[THE EXERCISE]:
Could you retype the lines below word for word, leaving out the picture?

[DATA EXCERPTS]:
§

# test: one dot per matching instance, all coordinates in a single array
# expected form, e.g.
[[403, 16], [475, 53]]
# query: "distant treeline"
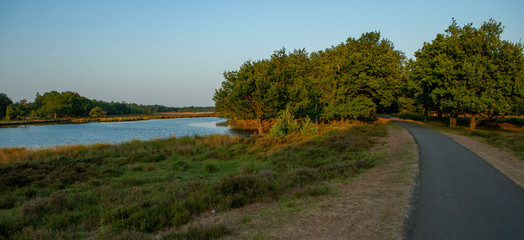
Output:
[[71, 105], [466, 71]]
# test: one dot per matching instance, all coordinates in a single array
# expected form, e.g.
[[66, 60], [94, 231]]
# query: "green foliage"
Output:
[[308, 127], [96, 112], [5, 101], [285, 124], [470, 71], [351, 80]]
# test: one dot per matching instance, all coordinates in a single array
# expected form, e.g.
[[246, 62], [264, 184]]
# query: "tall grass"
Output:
[[142, 188]]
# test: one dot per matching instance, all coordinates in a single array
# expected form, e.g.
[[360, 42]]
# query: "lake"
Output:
[[36, 136]]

§

[THE SOLUTION]:
# test: one dot per matching instance, all coordinates in a single array
# expected form, e.g.
[[403, 16], [475, 53]]
# query: "distant treeline"
Output:
[[71, 105], [466, 71]]
# test: one dot per matching instance, all coordinates in a single array
# expected form, e.g.
[[66, 60], [94, 231]]
# query: "green foliage"
Output:
[[308, 127], [96, 112], [5, 101], [285, 124], [470, 71], [351, 80]]
# test: one dot per matching instance, all coordinates in a single array
# expected form, e.g.
[[246, 62], [264, 184]]
# query: "tall grass"
Output:
[[142, 188]]
# test: one dot per matching instance, all coordinates in a single array
# expected form, e.g.
[[360, 42]]
# query: "lake"
Output:
[[36, 136]]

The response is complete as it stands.